• What you need to do:
Copy out the listing again word for word, starting with the line containing "of the antler." and continuing through the line containing "[[78, 358], [439, 271], [488, 237]]", both of those lines included.

=== Records provided ===

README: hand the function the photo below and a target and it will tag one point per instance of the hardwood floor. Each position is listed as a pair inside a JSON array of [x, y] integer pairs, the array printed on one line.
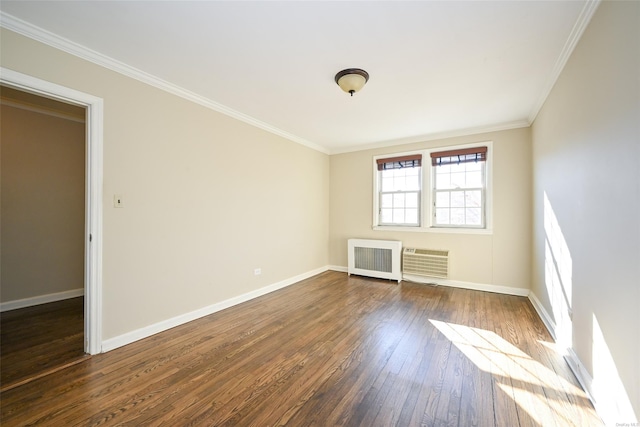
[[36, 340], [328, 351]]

===
=== Records provided ===

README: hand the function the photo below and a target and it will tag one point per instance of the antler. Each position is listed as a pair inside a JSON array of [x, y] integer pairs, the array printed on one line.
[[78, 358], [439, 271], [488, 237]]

===
=== Records provided ===

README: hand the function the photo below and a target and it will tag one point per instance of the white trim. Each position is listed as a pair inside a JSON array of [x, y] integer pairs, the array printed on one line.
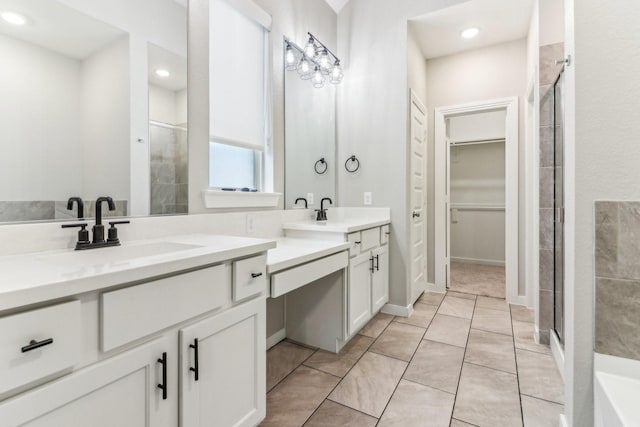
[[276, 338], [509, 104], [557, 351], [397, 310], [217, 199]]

===

• Correct answer:
README: hand the function the photo below and a target and it will tag one point per instance of the antler. Each position is listed as a pair inside a JSON array of [x, y] integer pairs, the array printed on one line.
[[78, 358], [439, 271], [488, 237]]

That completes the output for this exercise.